= Brief =
Starting at the beginning of the material and stopping after the line that contains "[169,92,330,148]", lay it out as a two-column CSV headed input and output. Give one row for each text and its answer, with each value in a single quoted field and line breaks replaced by spaces.

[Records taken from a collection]
>> begin

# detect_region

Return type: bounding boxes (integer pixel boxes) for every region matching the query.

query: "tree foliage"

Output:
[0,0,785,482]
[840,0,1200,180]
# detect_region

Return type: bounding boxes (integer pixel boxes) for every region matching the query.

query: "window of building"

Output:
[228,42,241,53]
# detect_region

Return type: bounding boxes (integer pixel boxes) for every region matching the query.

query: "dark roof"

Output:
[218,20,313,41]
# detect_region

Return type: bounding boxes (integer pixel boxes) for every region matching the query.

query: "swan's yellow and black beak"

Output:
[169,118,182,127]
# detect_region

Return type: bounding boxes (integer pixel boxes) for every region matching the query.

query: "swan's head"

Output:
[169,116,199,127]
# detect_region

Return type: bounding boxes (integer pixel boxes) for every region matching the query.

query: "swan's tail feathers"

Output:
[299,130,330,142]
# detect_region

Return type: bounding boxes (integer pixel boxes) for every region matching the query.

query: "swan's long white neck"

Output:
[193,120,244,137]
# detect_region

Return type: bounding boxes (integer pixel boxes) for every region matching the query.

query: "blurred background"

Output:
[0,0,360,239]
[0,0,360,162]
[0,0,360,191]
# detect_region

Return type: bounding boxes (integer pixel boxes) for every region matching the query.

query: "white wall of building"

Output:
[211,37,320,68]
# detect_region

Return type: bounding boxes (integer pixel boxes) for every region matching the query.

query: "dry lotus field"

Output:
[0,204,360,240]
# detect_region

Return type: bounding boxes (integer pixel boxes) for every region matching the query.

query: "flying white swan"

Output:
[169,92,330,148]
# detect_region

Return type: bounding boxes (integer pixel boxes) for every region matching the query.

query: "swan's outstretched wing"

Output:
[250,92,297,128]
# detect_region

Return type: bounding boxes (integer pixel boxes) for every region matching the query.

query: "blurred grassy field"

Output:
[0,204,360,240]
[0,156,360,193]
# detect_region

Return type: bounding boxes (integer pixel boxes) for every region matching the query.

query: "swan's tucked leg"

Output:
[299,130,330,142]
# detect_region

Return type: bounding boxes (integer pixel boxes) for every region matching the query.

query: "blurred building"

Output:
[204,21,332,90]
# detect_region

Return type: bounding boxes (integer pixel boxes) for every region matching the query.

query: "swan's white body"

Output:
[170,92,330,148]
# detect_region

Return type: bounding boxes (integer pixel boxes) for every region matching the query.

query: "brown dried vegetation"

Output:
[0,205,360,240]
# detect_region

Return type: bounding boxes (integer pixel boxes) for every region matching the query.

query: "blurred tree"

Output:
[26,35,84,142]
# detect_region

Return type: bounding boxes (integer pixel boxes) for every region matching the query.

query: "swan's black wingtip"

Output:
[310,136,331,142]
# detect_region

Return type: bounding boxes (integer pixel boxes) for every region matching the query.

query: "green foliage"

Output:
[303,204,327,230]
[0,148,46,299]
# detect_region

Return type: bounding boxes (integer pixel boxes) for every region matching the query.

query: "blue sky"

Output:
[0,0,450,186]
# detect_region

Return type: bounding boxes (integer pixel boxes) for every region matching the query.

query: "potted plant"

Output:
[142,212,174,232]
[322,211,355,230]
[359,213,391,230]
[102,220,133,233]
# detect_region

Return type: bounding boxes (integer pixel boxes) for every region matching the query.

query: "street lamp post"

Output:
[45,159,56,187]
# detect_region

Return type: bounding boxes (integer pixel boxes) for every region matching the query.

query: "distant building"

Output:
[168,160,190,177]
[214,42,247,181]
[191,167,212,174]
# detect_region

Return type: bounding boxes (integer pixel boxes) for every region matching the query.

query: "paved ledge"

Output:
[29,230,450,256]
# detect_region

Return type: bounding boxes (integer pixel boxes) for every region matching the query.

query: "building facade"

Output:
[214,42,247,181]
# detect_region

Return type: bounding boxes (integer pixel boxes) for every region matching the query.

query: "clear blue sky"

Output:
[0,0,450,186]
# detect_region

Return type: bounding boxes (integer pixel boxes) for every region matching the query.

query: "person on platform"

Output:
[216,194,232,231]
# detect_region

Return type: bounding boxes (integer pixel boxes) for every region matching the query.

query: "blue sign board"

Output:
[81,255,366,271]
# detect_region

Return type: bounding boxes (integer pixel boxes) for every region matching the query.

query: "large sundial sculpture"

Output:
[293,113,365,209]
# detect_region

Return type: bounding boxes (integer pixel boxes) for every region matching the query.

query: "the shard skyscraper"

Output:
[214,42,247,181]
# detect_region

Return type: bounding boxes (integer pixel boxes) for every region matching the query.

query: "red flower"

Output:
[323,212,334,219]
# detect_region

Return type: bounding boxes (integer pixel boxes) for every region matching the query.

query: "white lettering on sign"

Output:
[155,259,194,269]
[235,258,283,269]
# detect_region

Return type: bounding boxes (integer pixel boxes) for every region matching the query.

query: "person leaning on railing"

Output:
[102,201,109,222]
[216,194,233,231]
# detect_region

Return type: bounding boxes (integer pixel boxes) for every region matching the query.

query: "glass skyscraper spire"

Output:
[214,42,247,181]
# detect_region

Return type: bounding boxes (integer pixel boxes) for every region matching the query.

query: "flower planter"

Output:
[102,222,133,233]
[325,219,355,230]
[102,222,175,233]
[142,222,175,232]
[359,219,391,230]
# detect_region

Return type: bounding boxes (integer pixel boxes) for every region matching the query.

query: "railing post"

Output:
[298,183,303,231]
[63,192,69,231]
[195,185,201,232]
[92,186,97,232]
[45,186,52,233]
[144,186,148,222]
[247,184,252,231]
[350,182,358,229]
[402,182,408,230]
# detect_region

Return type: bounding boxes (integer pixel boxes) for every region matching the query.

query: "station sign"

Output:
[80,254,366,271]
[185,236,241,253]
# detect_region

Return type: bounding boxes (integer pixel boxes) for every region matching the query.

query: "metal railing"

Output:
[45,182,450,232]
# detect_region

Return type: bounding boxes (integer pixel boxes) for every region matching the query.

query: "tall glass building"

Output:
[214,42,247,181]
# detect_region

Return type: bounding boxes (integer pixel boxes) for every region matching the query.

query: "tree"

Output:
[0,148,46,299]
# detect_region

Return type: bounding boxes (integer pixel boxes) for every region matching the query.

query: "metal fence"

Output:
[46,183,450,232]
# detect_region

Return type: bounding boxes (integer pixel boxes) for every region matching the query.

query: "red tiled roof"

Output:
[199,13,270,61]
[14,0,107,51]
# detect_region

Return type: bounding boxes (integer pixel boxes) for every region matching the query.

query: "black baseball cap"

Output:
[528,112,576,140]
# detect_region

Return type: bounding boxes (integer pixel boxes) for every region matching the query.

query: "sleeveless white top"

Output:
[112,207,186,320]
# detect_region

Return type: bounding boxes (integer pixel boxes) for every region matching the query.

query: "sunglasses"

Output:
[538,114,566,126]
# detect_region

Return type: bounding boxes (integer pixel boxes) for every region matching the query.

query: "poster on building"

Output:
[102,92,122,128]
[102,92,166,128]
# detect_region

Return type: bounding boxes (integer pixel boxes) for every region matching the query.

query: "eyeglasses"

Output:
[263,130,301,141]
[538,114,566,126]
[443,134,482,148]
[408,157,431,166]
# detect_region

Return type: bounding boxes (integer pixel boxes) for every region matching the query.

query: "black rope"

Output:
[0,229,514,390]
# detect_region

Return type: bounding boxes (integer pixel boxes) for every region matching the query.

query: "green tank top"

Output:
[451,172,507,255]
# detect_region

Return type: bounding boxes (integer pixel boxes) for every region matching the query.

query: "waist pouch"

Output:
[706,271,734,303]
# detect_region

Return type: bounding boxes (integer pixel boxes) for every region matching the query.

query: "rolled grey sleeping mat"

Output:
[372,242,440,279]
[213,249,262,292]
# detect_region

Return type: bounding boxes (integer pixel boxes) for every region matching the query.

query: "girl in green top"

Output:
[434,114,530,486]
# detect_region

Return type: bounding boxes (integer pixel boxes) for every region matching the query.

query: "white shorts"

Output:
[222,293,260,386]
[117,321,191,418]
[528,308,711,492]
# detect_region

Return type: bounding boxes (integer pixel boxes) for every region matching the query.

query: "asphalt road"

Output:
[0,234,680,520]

>> end

= Output for this exercise =
input,output
"# detect_region Return type: bounding boxes (integer pixel boxes) for every region matching the query. query: ""tree foliage"" Output:","[0,0,785,482] [840,0,1200,180]"
"# detect_region Return type: bounding boxes (integer pixel boxes) for every region matching the query. query: ""window of building"" Output:","[228,42,241,53]"
"# detect_region Return type: bounding boxes (integer pixel boxes) for every region matching the query. query: ""dark roof"" Output:","[218,20,313,41]"
"# detect_region Return type: bounding boxes (integer pixel boxes) for every region matching the query. query: ""swan's yellow and black beak"" Output:","[169,118,182,127]"
"# detect_region Return type: bounding boxes (integer pixel boxes) for every region matching the query. query: ""swan's head"" Output:","[169,116,199,127]"
"# detect_region Return type: bounding boxes (integer pixel boxes) for every region matching the query. query: ""swan's tail feathers"" Output:","[299,130,330,142]"
"# detect_region Return type: bounding boxes (integer pixel boxes) for every region matching the query. query: ""swan's long white neck"" Output:","[193,120,244,137]"
"# detect_region Return type: bounding boxes (integer pixel boxes) for every region matching the query. query: ""blurred background"" Output:","[0,0,360,239] [0,0,360,162] [0,0,360,191]"
"# detect_region Return type: bounding boxes (integer pixel boxes) for every region matching the query. query: ""white wall of building"" Output:","[211,37,320,68]"
"# detect_region Return type: bounding boxes (integer pixel boxes) for every region matching the query. query: ""dry lotus field"" Output:","[0,204,360,240]"
"# detect_region Return type: bounding boxes (integer pixel boxes) for every region matching the query. query: ""flying white swan"" Output:","[169,92,330,148]"